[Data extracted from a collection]
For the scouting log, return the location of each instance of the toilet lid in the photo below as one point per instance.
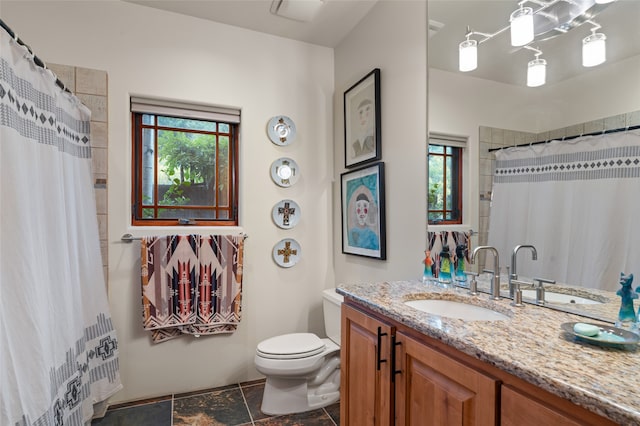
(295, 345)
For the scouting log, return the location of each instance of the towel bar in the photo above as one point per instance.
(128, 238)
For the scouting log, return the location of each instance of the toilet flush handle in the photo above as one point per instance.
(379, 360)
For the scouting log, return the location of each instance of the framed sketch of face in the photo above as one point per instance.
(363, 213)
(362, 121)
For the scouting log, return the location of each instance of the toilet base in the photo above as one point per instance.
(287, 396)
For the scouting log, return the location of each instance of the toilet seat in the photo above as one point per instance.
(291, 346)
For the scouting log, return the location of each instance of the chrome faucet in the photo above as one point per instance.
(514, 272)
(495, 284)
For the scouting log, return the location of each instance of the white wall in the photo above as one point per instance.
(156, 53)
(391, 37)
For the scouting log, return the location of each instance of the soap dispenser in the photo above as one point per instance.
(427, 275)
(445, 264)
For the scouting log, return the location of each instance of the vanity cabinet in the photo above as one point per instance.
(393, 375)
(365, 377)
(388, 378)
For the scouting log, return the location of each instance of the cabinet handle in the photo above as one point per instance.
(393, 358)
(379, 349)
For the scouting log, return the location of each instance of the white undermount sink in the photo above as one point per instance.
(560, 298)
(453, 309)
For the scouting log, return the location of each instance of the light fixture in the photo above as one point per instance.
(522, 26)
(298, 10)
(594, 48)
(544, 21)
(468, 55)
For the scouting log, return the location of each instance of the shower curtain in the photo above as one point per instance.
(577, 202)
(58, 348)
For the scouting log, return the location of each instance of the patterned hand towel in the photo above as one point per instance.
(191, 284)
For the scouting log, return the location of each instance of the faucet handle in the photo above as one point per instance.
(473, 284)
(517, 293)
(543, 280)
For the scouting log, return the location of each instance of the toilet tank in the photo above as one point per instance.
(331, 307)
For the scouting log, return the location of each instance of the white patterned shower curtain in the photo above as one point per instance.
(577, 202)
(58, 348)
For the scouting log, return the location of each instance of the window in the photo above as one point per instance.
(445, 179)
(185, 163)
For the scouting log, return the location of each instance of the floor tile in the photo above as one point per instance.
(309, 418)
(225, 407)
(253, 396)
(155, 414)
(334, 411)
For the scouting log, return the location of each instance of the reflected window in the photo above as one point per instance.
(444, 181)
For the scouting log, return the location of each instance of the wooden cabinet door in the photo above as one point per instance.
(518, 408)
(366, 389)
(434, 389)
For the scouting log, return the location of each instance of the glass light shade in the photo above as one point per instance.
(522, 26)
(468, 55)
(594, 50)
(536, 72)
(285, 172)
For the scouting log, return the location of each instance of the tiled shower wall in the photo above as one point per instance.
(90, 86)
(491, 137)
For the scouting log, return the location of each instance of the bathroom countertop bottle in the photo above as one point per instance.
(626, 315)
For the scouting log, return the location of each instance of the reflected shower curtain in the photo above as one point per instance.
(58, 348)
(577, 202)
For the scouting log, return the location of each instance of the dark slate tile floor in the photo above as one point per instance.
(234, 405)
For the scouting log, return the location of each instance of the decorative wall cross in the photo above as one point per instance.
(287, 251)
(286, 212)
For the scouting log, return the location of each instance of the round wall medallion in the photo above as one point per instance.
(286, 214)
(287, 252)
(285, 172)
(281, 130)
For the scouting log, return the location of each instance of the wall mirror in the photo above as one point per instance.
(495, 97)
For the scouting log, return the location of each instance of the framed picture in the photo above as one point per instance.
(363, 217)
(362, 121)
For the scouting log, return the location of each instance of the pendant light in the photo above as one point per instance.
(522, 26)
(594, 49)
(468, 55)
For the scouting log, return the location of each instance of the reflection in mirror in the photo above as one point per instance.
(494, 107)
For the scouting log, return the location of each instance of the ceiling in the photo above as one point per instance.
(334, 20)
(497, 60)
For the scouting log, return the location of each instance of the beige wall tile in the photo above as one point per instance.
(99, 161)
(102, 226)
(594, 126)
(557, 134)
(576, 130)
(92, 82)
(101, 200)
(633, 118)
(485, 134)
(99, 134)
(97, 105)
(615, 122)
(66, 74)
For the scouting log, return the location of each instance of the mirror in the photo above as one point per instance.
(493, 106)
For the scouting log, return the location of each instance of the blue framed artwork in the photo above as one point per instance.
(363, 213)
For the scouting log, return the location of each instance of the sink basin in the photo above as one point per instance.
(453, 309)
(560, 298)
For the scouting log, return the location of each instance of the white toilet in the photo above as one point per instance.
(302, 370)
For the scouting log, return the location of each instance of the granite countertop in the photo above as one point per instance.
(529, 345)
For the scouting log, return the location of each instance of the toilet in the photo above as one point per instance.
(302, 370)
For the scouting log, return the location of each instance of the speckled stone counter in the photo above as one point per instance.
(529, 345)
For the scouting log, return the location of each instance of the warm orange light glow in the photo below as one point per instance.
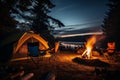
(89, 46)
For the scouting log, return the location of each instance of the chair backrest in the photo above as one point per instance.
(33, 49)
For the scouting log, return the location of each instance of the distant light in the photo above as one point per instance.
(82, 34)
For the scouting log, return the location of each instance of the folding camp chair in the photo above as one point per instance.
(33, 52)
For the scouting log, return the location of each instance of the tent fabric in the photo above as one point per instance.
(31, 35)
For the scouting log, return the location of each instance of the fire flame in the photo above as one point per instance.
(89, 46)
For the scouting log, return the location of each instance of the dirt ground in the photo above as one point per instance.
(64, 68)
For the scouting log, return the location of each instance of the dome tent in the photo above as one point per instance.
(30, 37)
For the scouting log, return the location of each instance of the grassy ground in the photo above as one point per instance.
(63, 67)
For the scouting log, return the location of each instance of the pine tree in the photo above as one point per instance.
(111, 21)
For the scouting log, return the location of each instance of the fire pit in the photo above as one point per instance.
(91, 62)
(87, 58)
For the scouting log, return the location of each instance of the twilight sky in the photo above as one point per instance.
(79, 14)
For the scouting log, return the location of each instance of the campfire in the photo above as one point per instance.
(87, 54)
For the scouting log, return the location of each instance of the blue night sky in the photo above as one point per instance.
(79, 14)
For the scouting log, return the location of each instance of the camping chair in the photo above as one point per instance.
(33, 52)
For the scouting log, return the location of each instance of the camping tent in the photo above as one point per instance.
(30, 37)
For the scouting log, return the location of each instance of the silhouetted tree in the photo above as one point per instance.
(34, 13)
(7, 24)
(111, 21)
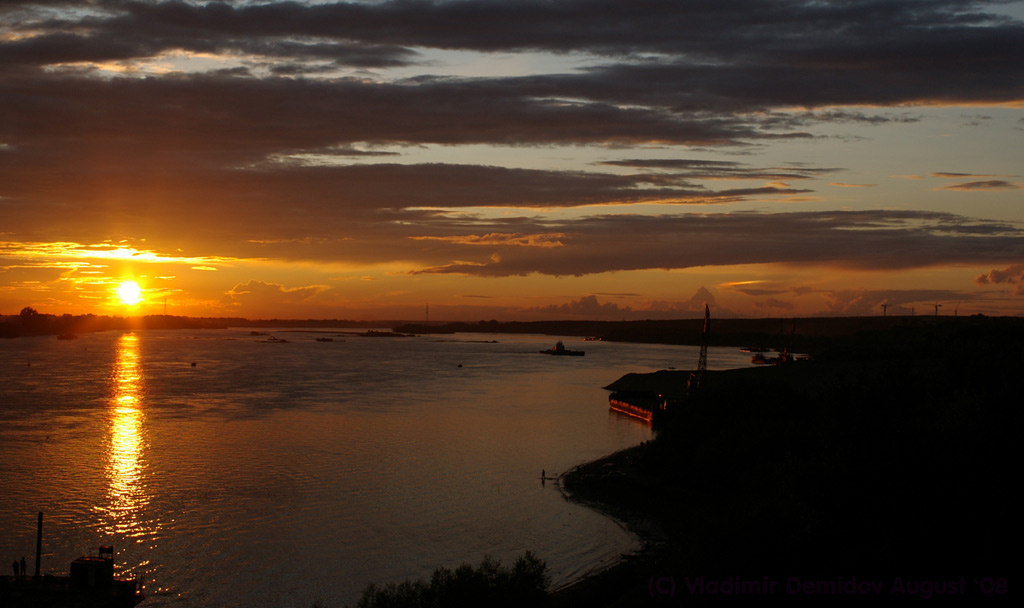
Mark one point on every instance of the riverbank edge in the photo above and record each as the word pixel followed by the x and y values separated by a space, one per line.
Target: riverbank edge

TASK:
Images stay out; the entries above are to be printed exactly.

SOLUTION FOR THIS EXERCISE:
For the scouting log, return the location of each instance of the toilet lid in the photo below as one point per instance.
(295, 345)
For the scouting log, return the location of each instance of the towel bar in the photo above as one point per instance.
(128, 238)
For the scouting log, return the location of each instance of the toilet flush handle in the photo above as one point per instance.
(379, 360)
For the scouting log, return the location of each instance of the framed sketch of face in the photo above as one point per instance.
(363, 213)
(362, 121)
For the scouting log, return the location of each instance of the toilet base in the photo above as one point per instance.
(287, 396)
For the scouting log, return the location of each instance of the toilet seat in the photo above as one point per instance.
(291, 346)
For the scouting log, return the location of each instance of the chrome faucet in the photo above as one point per instance.
(514, 272)
(495, 284)
For the scouting log, return the location of each instance of the white wall in the photo above as one point per instance.
(156, 53)
(391, 37)
For the scouting log, return the location of each instance of the soap dispenser in the photo above as one point per instance.
(427, 275)
(445, 264)
For the scouting log, return the location of each instance of the vanity cabinet in the photo above as one point per instance.
(393, 375)
(365, 377)
(388, 378)
For the scouting log, return the location of each instance of the cabinet handle in the photo above as one point per instance.
(393, 358)
(379, 349)
For the scouting log, return the location of each instance of the white undermount sink in the photo above as one point per instance.
(560, 298)
(453, 309)
For the scouting log, return the location of each instance of the light fixture in the photo above as one point per instance.
(522, 26)
(298, 10)
(594, 48)
(544, 21)
(468, 55)
For the scouting log, return the location of each instance of the shower curtain in the photo above as one point per instance.
(577, 202)
(58, 348)
For the scouting log, return the location of each instance of the patterned hand towel in the photo above as one point per instance.
(191, 284)
For the scouting log, return the location of each instance of the faucet handle in the photo above as one point per instance.
(473, 284)
(517, 293)
(543, 280)
For the scouting log, return the location of each instance of the toilet tank in the photo above as one point per instance.
(331, 307)
For the scouting log, return the location of each instance of the white patterned shower curtain in the photo above as one point per instance.
(577, 202)
(58, 348)
For the scouting log, return the location of each instance of the window in the photo above as one point per instance.
(445, 179)
(185, 163)
For the scouting log, return the location of each instance of the floor tile in the photo above as one point per instance.
(309, 418)
(225, 407)
(253, 396)
(155, 414)
(334, 411)
For the scouting log, return the location of each instance of the reflected window in the photo above as one point per instance.
(444, 181)
For the scouting log, return the location of each instance of the wooden cabinet door in the photo above as one point per instance.
(518, 408)
(366, 389)
(434, 389)
For the scouting log, return the location of each instance of the glass light shade in the photo above as one point per instance.
(522, 26)
(468, 55)
(594, 50)
(536, 72)
(285, 172)
For the scouting log, return the location of each instance of the tiled shower wall in the photo above as one point per instance.
(90, 86)
(491, 137)
For the scouting log, return the location of each instance of the bathroom countertop bottle in the photo above as one point per instance.
(626, 315)
For the scouting log, return the location of each instance of the reflected shower curtain in the photo above as one point per instance.
(58, 348)
(577, 202)
For the scouting log, return the location of each instance of the dark slate tile floor in the photo above as one point per instance.
(234, 405)
For the scouting log, return the location of each instance of the decorative wall cross in the photo above as one point per instance.
(287, 251)
(286, 212)
For the scouting log, return the location of each instance of the round wall medallion in the photo above as one point per instance.
(286, 214)
(287, 252)
(285, 172)
(281, 130)
For the scouting log, return the location of each instance of the wall mirror in the photo above as one point per instance.
(495, 97)
For the scouting log, return the location of each instance of the framed picture in the photo above as one point per instance.
(363, 217)
(362, 121)
For the scouting log, return the location of each instance of the pendant light in the photo above as one point per instance.
(522, 26)
(594, 49)
(468, 55)
For the scouting log, return the location of each instance of the reflection in mirror in the photo above as one point per instance.
(494, 107)
For the scouting log, return the location of each instance of the ceiling in the photo above as one point per instance.
(334, 20)
(497, 60)
For the scouting log, return the location of each instance of the beige wall tile in the photo above as one point per instance.
(99, 161)
(102, 226)
(594, 126)
(557, 134)
(576, 130)
(92, 82)
(101, 200)
(633, 118)
(485, 134)
(99, 134)
(97, 105)
(615, 122)
(66, 74)
For the scouting log, return the location of each instance of the mirror in the photo above as one point per instance.
(493, 106)
For the scouting log, return the location of each instance of the blue framed artwork in the photo above as one point per instance.
(363, 213)
For the scouting log, return the location of each instance of the sink basin in the photo above as one point per instance.
(453, 309)
(560, 298)
For the scouting log, return the location of each instance of the white toilet in the photo above as one point per instance.
(302, 370)
For the scouting log, return the location of each instance of the granite countertop in the photo above as one point per instance.
(529, 345)
For the scouting log, return the location of each instance of the toilet in the photo above as one point per instance.
(302, 370)
For the scouting log, return the location of each instance of the speckled stone counter in the photo above as one point per instance.
(529, 345)
For the scouting log, return the location of each instance of the warm orange light glow in the photo below as one point per instance.
(89, 46)
For the scouting log, return the location of each instance of the chair backrest in the photo above as one point per instance.
(33, 49)
For the scouting log, return the location of each instance of the distant light in the photo above as one point per instance.
(82, 34)
For the scouting log, return the location of each instance of the folding camp chair in the photo above as one point per instance.
(33, 52)
For the scouting log, return the location of each instance of the tent fabric in the photo above as one point per instance.
(31, 35)
For the scouting log, return the location of each instance of the fire flame in the photo above as one point per instance.
(89, 46)
For the scouting log, return the location of each instance of the dirt ground in the photo above as one point per instance.
(64, 68)
For the scouting log, return the location of each instance of the dome tent in the photo above as one point per instance.
(30, 37)
For the scouting log, return the location of each instance of the grassy ground in the photo above as one point per instance.
(63, 67)
For the scouting log, return the location of each instance of the pine tree in the photo above as one point per instance.
(111, 21)
For the scouting log, return the location of each instance of the fire pit in the photo above as one point per instance.
(91, 62)
(87, 58)
For the scouting log, return the location of each instance of the twilight sky in the photo above as one point per instance.
(79, 14)
For the scouting log, return the location of each instance of the campfire in the photo above as one point per instance.
(87, 54)
For the scouting log, return the location of each instance of the blue night sky in the photo above as one point per instance.
(79, 14)
For the scouting log, return the location of each instance of the camping chair in the photo above as one point per instance.
(33, 52)
For the scouting log, return the location of each instance of the camping tent in the photo above as one point per instance.
(30, 37)
For the scouting log, return the location of each instance of the silhouetted tree in the photo above as one point per instance.
(34, 13)
(7, 24)
(111, 21)
Mark one point on every instance of the riverbank edge in the photo above and record each as the word pixel followed by the x and y values separated by a space, one per line.
Target: riverbank edge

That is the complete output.